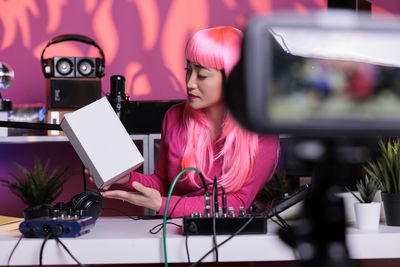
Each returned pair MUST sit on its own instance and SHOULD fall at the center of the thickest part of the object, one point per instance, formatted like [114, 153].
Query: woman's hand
[122, 181]
[146, 197]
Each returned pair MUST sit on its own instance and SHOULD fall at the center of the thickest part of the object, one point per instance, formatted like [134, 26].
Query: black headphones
[89, 203]
[47, 64]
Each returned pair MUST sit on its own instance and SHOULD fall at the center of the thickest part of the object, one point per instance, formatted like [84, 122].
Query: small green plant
[37, 186]
[386, 168]
[276, 187]
[367, 189]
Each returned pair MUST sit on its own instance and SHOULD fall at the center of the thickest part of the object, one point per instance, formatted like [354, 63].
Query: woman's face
[204, 86]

→ **Requirement**
Print all the entries again exactly as written, but without the pictures.

→ **Your response**
Each returned pair MUST sit on its own instance and SHOULD fall at the center of the thickest part of the object, one point per instance, formatted like [114, 153].
Query: woman's hand
[122, 181]
[146, 197]
Each returned pair MUST sit on its own instance and SHOULD fall at the center of the thickest part of the object, one point per instance, formatted like [134, 26].
Query: black headphones
[89, 203]
[47, 64]
Each returned pair MUST sit on its own instance and SHOULD fall at the center of the thickest part of the object, one point per instance, formatted like [84, 122].
Query: small green plant
[37, 186]
[386, 168]
[276, 187]
[367, 189]
Each returned pair MUST sit on its own instance and SHOULD fall at the center of the thickest part of the object, one point per instance, formatted like [354, 63].
Query: woman's face
[204, 86]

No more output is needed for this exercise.